- EXERCISE REQUIREMENTS -
The data below is to be output in full, unchanged.
-------- PROVIDED INFORMATION
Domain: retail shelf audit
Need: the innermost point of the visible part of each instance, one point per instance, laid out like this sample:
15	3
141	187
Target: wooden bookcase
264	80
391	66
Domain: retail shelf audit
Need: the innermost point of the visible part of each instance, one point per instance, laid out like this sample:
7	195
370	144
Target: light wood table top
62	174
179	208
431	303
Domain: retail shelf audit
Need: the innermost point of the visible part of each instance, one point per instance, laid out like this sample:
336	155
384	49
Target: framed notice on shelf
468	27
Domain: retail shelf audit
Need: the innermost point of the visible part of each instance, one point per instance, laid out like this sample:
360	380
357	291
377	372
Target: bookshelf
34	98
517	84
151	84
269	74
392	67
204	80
----------------
- ANSWER BOX -
Domain: retail shelf audit
Need: the innermost point of the visible part of each instance, one point per instance, laid out like this sample:
15	3
141	187
Target: wooden bookcase
264	80
391	66
Domain: retail shelf audit
Need: the innermost point of the visible part of each instance, one point per instance, laid out like this sample:
7	195
370	144
Target: light wood table top
62	174
179	208
431	303
Domain: retail shelf audit
Need: the innermost point of the visible part of each instance, one point per instance, laid out like this sample:
336	155
384	49
Target: framed notice on shelf
468	27
Domain: retail shelf audit
Need: the innermost point of the visible part of each instance, one point per instance, laid out like this sample:
360	380
357	291
377	372
Target: bookshelf
34	98
517	84
151	84
269	74
392	67
204	80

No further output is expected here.